• **Task objective**:
Could you render the material below as a JSON list of strings, one string per line, with blank lines and the pictures left out?
..............................
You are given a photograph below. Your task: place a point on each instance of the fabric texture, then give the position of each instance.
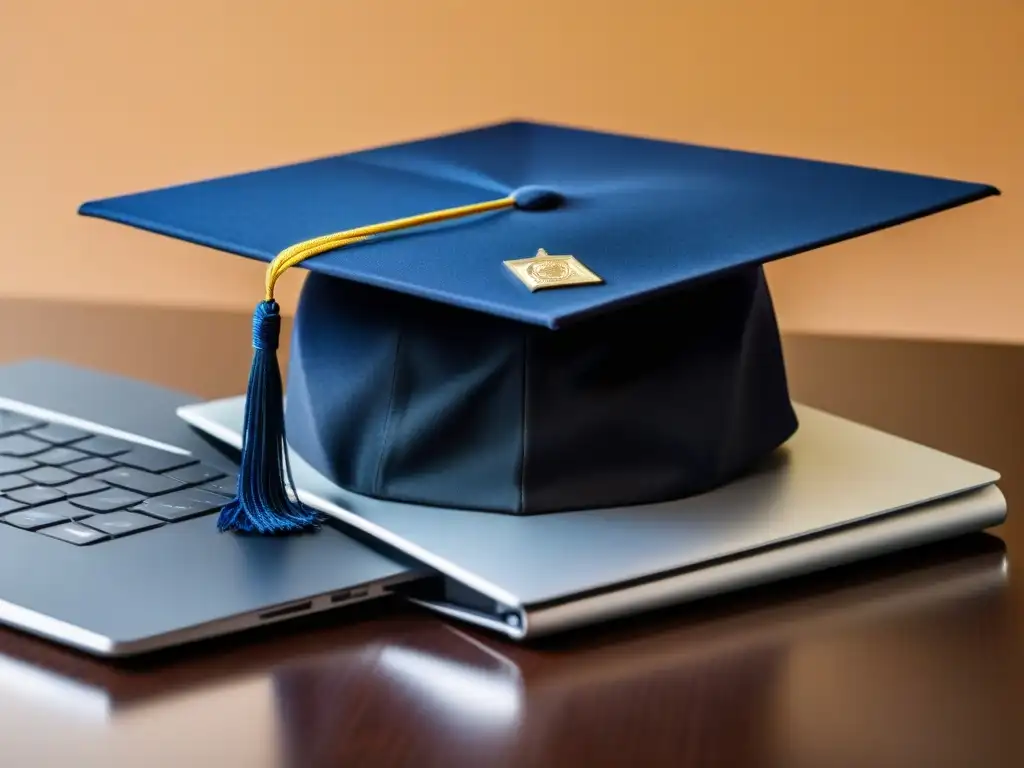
(418, 401)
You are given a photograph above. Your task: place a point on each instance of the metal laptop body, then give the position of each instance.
(177, 583)
(838, 492)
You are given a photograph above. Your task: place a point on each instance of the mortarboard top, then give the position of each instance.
(548, 318)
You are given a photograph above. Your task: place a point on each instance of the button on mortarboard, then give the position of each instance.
(422, 372)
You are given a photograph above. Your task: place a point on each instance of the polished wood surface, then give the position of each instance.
(912, 659)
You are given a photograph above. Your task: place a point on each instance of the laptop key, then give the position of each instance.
(89, 466)
(9, 482)
(139, 480)
(18, 444)
(82, 485)
(35, 495)
(108, 501)
(75, 534)
(56, 457)
(49, 475)
(196, 473)
(225, 486)
(58, 434)
(181, 505)
(50, 514)
(122, 523)
(154, 460)
(103, 445)
(9, 464)
(9, 505)
(11, 422)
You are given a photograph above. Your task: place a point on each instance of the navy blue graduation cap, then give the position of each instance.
(522, 318)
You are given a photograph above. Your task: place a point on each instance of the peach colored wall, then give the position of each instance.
(109, 96)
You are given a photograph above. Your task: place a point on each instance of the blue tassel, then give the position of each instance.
(262, 504)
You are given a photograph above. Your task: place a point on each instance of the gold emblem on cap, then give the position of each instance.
(545, 270)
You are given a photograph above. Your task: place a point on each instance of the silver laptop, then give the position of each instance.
(108, 524)
(838, 492)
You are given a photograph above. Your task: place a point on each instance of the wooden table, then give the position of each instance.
(910, 660)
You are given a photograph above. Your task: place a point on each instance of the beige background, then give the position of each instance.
(110, 96)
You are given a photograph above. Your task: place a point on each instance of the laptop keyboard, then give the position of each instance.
(85, 488)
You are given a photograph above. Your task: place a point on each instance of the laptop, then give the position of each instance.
(838, 492)
(108, 524)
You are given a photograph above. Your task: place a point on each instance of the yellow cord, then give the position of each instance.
(309, 248)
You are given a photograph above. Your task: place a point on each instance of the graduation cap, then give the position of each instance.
(521, 317)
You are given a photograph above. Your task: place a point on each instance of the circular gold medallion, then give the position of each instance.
(549, 271)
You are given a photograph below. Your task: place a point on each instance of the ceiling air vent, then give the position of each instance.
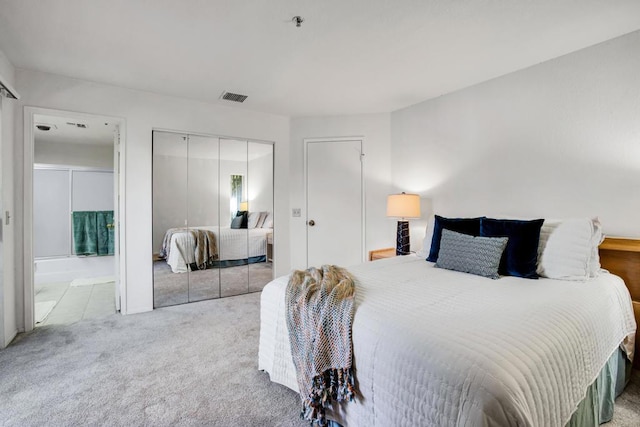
(79, 125)
(235, 97)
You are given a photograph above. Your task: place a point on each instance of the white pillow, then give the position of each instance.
(268, 221)
(428, 237)
(568, 248)
(261, 218)
(252, 222)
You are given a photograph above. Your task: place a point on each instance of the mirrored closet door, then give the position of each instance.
(212, 217)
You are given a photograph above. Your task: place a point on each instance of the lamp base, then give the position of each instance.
(402, 238)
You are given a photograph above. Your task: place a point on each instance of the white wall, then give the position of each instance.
(375, 128)
(87, 155)
(8, 325)
(560, 139)
(144, 111)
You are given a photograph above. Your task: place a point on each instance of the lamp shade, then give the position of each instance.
(403, 205)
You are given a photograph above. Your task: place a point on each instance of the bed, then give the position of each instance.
(439, 347)
(233, 246)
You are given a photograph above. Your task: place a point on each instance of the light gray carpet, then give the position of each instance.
(193, 364)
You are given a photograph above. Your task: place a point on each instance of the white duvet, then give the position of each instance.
(434, 347)
(233, 244)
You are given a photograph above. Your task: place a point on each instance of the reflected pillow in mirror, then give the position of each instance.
(268, 221)
(261, 218)
(237, 222)
(252, 222)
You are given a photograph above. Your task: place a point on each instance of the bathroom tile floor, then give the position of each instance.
(75, 303)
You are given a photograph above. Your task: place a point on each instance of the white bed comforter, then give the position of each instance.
(233, 244)
(434, 347)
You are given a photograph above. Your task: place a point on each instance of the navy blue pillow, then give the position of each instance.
(469, 226)
(245, 218)
(520, 258)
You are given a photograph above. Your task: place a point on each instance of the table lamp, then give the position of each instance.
(403, 206)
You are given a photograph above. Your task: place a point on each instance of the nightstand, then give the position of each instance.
(270, 247)
(382, 253)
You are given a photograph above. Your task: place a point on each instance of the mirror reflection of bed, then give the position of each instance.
(212, 217)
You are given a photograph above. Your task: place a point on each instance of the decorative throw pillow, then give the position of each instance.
(461, 225)
(245, 218)
(568, 248)
(469, 254)
(237, 222)
(263, 216)
(520, 258)
(253, 219)
(268, 221)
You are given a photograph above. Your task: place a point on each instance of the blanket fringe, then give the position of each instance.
(333, 385)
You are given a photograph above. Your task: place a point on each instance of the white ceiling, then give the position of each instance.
..............................
• **The solution**:
[
  "You are given a photograph below. Your task: place a point on each instance of the fabric texture, then give the position of each instance.",
  "(418, 401)",
  "You are given a photograph above. Your task: place a point on each instance of the metal laptop body, then give the position of each instance.",
  "(177, 583)",
  "(838, 492)",
  "You are given a photograph above. Your task: place a point on each instance of the mortarboard top, then give the position of each instance.",
  "(548, 318)",
  "You are given a photograph above. Your task: place a point on each instance of the button on mortarboard, then give the position of each instance.",
  "(422, 372)",
  "You are given a photograph above. Your task: place a point on each instance of the polished wood surface, then give the position of each instance.",
  "(912, 659)",
  "You are given a photograph above. Your task: place a point on each instance of the laptop key, then give the position of each instance.",
  "(89, 466)",
  "(9, 482)",
  "(139, 480)",
  "(18, 444)",
  "(82, 485)",
  "(35, 495)",
  "(108, 501)",
  "(75, 534)",
  "(56, 457)",
  "(49, 475)",
  "(196, 473)",
  "(225, 486)",
  "(58, 434)",
  "(181, 505)",
  "(50, 514)",
  "(122, 523)",
  "(154, 460)",
  "(103, 445)",
  "(9, 464)",
  "(9, 505)",
  "(11, 422)",
  "You are given a photograph above. Your task: place a point on each instance of the navy blue graduation cap, then give the position of each instance.",
  "(522, 318)",
  "You are given a photograph above. Your task: place a point on each instance of the peach colored wall, then give the position of each instance.",
  "(109, 96)",
  "You are given a photograph above. Your task: place a point on each instance of the blue tassel, then give the position of each instance.",
  "(262, 504)",
  "You are given a photograph above. Your task: place a point on each instance of the gold emblem on cap, then give the position of each instance.",
  "(545, 270)",
  "You are given a photograph above. Your task: place a point on each instance of the silver laptop, then give the position of each instance.",
  "(108, 524)",
  "(838, 492)",
  "You are given a photograph above. Your task: place a point on each instance of the wooden table, then give the position of each instance.",
  "(910, 660)",
  "You are given a photograph above. Your task: place a point on each instance of the beige background, then give the position of each instance.",
  "(110, 96)",
  "You are given a photograph above. Your task: place a point on each instance of the laptop keyboard, then give the position of each instance.",
  "(85, 488)",
  "You are given a photograph above. Your task: place a point on each instance of the laptop, then give the position of each instance.",
  "(838, 492)",
  "(108, 524)",
  "You are given a photograph above. Your task: place a point on each instance of the yellow cord, then give the position of each instance.",
  "(309, 248)",
  "You are given a photograph above. Your task: place a point on each instance of the graduation cap, then give the position of each instance.",
  "(521, 317)",
  "You are given a photograph above. Your task: place a point on each instance of the circular gold medallion, then give the position of each instance.",
  "(549, 271)",
  "You are given a photograph below. Your task: place a point on each instance of the ceiling air vent, then give the position of each instance.",
  "(79, 125)",
  "(235, 97)",
  "You are given a photograph above. Your task: place a point on each instance of the white pillow, then give the position of each instance.",
  "(268, 221)",
  "(428, 237)",
  "(568, 248)",
  "(261, 218)",
  "(252, 222)",
  "You are given a photograph above. Your task: place a point on each instance of the mirrored closet door, then give the position of each instance.",
  "(212, 217)",
  "You are given a photograph above. Your task: place a point on each instance of the lamp base, then give the position of each instance.",
  "(402, 238)",
  "You are given a photograph above. Your task: place a point on each instance of the white wall, then give the position of each instance.",
  "(375, 128)",
  "(87, 155)",
  "(8, 325)",
  "(560, 139)",
  "(144, 111)",
  "You are given a photograph above. Your task: place a point on each instance of the lamp shade, then give the position of each instance.",
  "(403, 205)",
  "You are given a photograph above. Your task: place a point on each instance of the bed, then give the position of each instance.",
  "(439, 347)",
  "(233, 246)",
  "You are given a photograph above. Your task: place a point on each instance of the light gray carpet, then give the position of each instance.",
  "(193, 364)",
  "You are given a photograph above. Your task: place a point on each instance of the white duvet, then give the position of each instance.",
  "(434, 347)",
  "(233, 244)",
  "You are given a photograph above. Your task: place a point on each instance of the reflected pillow in mirror, then give the position of each instance.",
  "(268, 221)",
  "(261, 218)",
  "(237, 222)",
  "(252, 222)",
  "You are given a photograph above. Your task: place a point on each instance of the bathroom tile floor, then give the position of each instance.",
  "(75, 303)",
  "You are given a photograph above. Your task: place a point on each instance of the white bed comforter, then give the position of each instance.",
  "(233, 244)",
  "(434, 347)",
  "You are given a photograph above. Your task: place a point on each instance of the navy blue pillow, then give the position of each instance.",
  "(469, 226)",
  "(245, 218)",
  "(520, 258)",
  "You are given a photograph above. Your task: place a point on each instance of the table lamp, then give the position of each instance.",
  "(403, 206)",
  "You are given a photograph above. Your task: place a point on each instance of the nightstand, then give the position of each instance.",
  "(270, 247)",
  "(382, 253)",
  "You are given a photograph above. Your task: place a point on each instance of the mirror reflection of bed, then give the position of each instance.",
  "(212, 217)",
  "You are given a photograph above. Your task: place a point on each instance of the decorative throw pillow, then give the position of each instance.",
  "(461, 225)",
  "(245, 218)",
  "(568, 248)",
  "(469, 254)",
  "(237, 222)",
  "(263, 216)",
  "(520, 258)",
  "(253, 219)",
  "(268, 221)",
  "You are given a photograph above. Your task: place a point on each instance of the blanket fringe, then give the position of each instance.",
  "(333, 385)",
  "You are given a photograph above. Your task: place a point on each instance of the white ceiling, then give the position of each instance."
]